:: WHAT IS ASKED ::
Pull out each line of the records below that contains the word "plate" and copy those lines.

:: ROWS ::
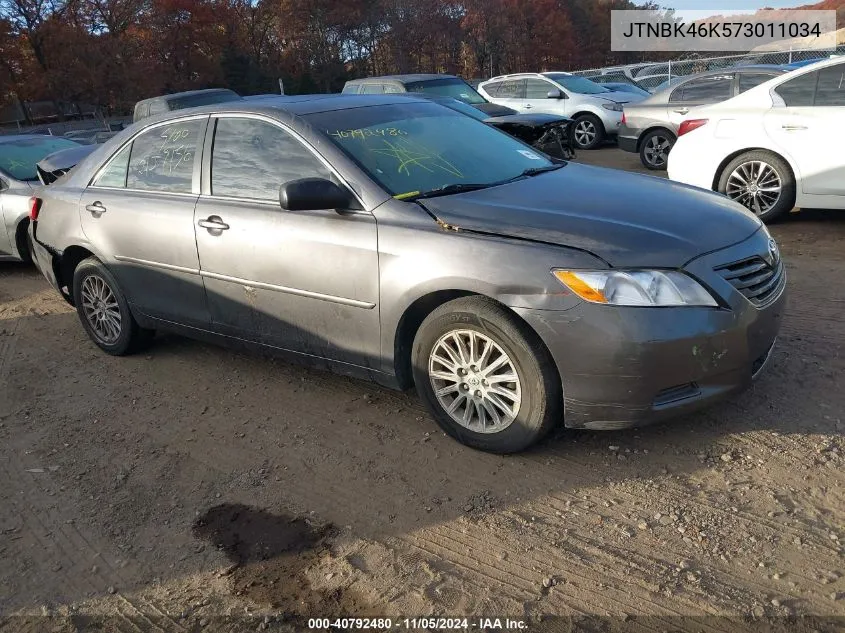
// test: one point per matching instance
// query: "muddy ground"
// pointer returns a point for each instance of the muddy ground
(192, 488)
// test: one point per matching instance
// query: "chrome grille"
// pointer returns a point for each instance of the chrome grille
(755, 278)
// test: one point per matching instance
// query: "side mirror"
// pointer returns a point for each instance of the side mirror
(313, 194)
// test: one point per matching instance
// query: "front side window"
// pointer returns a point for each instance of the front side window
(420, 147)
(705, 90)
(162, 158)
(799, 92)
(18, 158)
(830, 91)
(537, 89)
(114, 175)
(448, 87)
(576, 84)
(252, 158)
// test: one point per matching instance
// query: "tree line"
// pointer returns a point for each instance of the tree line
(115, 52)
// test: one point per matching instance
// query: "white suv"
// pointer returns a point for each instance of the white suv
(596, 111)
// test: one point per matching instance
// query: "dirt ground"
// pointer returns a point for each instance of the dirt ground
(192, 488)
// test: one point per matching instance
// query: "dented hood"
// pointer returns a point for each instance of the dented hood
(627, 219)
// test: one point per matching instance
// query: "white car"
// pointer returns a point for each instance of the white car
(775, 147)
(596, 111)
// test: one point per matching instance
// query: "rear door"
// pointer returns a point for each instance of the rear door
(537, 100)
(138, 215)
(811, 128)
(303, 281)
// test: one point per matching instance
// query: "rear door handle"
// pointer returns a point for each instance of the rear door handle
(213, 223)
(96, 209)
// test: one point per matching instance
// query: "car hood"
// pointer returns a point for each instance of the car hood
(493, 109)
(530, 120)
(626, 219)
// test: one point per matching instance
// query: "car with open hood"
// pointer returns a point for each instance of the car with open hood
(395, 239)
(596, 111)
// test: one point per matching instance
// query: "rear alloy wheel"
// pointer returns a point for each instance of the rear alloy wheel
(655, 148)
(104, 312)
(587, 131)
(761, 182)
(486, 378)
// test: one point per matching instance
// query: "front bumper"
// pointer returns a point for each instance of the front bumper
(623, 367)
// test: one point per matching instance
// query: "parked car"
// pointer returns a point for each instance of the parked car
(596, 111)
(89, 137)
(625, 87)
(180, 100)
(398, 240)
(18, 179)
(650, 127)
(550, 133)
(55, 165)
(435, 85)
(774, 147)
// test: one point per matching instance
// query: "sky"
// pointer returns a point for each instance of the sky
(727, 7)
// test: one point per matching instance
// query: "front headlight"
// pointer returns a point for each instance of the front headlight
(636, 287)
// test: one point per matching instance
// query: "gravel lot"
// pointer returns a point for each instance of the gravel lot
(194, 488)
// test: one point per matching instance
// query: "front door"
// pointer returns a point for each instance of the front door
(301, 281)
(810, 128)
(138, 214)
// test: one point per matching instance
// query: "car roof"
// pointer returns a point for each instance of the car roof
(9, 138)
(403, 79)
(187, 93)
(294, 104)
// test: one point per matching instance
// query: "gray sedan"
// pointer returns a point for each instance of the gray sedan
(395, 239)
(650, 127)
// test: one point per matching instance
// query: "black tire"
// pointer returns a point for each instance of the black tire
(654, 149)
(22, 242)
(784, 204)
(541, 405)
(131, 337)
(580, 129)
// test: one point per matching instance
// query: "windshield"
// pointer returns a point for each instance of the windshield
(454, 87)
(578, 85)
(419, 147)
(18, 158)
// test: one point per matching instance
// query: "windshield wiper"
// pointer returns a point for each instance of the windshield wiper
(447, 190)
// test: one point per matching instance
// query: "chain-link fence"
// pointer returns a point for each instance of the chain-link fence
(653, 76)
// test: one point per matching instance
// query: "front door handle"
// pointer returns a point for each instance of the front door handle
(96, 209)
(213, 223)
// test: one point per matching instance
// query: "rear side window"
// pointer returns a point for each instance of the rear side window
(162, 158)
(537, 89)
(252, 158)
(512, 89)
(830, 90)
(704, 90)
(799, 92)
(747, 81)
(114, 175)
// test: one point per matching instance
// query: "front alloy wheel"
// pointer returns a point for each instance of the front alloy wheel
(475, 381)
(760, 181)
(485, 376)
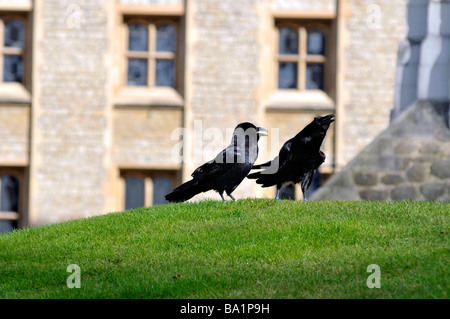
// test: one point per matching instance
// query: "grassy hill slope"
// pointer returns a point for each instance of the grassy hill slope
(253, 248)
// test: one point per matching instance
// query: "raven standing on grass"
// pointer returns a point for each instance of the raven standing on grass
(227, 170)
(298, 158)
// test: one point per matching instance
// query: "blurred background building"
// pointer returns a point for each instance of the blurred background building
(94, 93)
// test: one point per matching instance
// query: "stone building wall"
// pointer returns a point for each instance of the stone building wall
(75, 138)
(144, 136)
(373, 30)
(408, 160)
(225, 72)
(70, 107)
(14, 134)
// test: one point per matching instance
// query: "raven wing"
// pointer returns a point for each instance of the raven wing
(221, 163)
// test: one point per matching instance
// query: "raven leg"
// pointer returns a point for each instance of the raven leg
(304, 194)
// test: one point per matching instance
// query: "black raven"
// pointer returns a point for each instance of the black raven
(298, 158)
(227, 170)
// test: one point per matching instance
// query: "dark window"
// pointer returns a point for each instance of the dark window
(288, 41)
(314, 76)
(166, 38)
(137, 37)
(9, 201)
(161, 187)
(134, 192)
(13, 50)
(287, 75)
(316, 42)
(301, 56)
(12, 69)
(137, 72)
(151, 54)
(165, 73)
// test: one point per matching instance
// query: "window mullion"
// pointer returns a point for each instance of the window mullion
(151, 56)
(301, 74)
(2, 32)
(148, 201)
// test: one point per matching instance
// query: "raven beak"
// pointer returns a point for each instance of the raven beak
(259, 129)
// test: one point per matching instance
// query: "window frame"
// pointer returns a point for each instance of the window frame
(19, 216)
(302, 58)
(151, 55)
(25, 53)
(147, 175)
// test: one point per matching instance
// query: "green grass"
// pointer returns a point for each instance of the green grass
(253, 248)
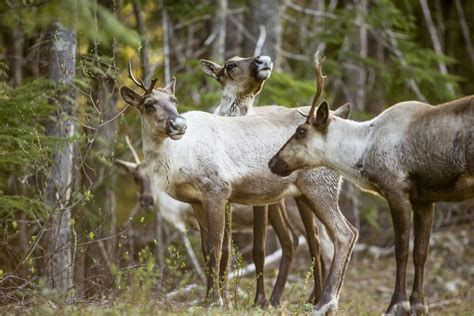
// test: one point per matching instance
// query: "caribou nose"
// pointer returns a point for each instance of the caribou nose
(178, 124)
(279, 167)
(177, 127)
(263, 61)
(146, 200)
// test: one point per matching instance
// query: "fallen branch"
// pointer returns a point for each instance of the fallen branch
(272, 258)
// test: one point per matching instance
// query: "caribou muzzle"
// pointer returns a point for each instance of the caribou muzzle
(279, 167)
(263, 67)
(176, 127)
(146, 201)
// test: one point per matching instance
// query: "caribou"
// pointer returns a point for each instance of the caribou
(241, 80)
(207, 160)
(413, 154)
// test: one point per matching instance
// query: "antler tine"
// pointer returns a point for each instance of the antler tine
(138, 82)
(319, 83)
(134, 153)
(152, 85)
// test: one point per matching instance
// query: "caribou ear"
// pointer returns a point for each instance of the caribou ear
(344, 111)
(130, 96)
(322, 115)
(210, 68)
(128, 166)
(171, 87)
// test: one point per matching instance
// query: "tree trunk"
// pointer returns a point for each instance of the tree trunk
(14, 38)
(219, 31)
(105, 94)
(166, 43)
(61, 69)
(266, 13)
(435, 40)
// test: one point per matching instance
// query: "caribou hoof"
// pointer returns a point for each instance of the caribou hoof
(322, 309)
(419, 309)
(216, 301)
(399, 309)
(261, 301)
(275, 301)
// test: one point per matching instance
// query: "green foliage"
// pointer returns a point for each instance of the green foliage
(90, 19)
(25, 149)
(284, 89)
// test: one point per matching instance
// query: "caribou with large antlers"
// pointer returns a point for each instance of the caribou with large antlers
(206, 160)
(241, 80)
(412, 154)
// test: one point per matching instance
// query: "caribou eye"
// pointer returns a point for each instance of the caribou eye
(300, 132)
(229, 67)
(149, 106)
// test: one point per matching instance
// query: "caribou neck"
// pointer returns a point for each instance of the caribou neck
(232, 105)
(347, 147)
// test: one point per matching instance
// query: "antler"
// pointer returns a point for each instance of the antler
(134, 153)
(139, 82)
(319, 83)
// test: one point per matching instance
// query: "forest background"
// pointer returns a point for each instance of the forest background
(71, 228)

* * *

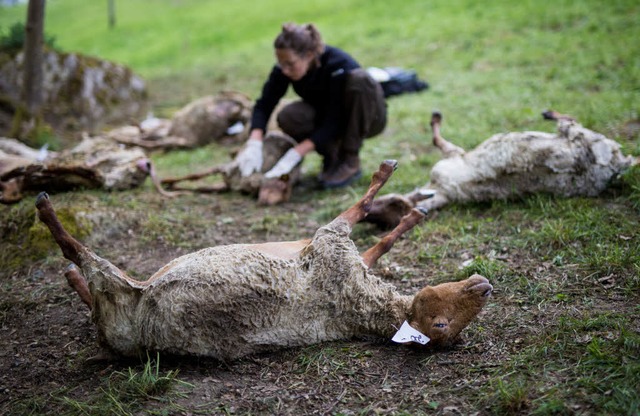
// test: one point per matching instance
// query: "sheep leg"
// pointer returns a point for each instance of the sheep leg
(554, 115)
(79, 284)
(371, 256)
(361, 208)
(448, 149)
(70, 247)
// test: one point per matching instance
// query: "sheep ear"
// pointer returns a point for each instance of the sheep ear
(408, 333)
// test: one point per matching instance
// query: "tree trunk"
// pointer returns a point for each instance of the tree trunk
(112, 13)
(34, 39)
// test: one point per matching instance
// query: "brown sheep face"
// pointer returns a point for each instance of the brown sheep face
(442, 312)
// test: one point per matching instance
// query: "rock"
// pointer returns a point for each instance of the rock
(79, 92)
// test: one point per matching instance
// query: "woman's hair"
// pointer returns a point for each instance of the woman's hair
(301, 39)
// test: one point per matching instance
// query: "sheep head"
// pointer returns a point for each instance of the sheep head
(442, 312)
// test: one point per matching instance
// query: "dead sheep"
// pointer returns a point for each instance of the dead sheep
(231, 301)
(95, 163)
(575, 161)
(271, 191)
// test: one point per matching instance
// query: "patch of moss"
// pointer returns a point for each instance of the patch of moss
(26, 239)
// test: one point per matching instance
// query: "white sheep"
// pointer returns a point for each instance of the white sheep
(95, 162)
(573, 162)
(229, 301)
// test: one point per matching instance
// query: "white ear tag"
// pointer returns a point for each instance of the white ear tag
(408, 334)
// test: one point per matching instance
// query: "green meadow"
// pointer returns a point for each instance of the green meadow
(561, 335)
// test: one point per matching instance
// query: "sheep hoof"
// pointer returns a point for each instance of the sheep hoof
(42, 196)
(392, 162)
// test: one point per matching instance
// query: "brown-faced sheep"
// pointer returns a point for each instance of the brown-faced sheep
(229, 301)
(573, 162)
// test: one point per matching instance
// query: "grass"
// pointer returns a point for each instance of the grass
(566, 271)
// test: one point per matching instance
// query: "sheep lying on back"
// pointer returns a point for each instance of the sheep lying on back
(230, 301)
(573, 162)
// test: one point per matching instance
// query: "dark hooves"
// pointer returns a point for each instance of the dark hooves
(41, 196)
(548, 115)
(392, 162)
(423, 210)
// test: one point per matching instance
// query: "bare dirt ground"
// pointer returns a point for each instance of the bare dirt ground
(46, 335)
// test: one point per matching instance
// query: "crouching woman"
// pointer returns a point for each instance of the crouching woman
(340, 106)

---

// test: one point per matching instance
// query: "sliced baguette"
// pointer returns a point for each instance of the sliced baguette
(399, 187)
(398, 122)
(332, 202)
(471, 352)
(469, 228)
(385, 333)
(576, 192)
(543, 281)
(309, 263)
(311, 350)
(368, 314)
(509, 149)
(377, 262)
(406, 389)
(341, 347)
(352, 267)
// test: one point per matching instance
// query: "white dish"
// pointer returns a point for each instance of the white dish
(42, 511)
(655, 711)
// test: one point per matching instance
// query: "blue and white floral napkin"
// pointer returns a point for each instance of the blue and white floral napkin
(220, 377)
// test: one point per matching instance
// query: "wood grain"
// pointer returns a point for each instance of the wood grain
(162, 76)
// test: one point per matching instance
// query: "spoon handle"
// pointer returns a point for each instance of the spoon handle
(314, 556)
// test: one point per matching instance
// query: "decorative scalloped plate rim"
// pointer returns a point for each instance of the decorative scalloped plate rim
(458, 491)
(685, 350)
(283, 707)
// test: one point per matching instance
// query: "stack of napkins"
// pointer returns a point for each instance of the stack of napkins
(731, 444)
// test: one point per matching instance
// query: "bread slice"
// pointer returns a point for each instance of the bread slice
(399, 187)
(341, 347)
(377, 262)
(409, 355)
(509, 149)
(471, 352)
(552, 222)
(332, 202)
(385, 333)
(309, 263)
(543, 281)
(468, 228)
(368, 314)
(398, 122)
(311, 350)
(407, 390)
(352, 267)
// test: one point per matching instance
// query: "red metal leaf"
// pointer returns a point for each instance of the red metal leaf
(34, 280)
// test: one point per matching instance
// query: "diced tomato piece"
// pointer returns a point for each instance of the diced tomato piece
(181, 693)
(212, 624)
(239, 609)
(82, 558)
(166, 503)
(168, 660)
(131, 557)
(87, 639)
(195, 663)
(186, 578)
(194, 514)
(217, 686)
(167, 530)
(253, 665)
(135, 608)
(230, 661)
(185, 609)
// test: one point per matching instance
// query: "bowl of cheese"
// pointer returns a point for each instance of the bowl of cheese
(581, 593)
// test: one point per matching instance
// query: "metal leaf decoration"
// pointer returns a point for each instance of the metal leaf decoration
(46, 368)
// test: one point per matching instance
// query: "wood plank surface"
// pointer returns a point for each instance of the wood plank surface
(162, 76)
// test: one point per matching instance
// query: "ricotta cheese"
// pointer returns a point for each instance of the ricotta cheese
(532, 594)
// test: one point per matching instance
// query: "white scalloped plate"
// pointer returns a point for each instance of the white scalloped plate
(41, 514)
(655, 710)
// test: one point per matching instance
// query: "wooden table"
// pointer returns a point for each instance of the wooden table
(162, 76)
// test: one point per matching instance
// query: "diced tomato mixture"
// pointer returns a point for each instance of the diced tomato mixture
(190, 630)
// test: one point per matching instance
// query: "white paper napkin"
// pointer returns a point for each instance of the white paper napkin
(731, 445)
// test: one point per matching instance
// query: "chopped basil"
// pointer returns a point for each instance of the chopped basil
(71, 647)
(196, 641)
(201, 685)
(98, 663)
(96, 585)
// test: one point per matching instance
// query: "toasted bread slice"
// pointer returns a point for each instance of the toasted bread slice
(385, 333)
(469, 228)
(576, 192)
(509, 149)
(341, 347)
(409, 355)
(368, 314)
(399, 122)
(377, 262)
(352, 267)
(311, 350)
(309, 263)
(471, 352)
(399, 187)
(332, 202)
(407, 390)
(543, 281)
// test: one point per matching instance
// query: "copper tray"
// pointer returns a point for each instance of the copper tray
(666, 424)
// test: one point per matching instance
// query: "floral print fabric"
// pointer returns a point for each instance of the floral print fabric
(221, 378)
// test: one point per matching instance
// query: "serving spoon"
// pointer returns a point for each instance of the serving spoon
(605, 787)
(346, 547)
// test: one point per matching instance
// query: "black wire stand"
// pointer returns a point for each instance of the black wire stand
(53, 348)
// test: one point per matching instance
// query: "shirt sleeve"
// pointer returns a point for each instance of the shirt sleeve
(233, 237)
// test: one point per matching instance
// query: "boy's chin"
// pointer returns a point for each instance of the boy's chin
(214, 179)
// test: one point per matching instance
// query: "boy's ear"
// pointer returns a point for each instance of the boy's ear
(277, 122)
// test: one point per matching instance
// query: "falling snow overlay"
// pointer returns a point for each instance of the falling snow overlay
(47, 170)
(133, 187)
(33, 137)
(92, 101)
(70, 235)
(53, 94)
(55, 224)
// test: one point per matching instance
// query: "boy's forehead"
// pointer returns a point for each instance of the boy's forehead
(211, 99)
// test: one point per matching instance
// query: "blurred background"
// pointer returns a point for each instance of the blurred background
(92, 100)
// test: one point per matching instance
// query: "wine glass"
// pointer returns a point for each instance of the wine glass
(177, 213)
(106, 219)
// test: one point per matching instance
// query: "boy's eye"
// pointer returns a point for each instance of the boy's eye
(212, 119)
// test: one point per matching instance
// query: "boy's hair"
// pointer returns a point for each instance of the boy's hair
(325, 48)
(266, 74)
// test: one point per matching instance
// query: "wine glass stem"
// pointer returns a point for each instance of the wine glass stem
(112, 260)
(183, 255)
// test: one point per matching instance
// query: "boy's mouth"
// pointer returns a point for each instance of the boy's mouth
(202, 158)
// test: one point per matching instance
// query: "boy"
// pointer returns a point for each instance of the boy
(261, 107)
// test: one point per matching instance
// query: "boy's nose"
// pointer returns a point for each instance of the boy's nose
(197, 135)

:: RESPONSE ::
// query: "decorative scalloped plate rim"
// pointer returns a point for each instance of the decorative scalloped plate rim
// query: "white scalloped plate"
// pointer returns a point for each instance of the white scalloped plate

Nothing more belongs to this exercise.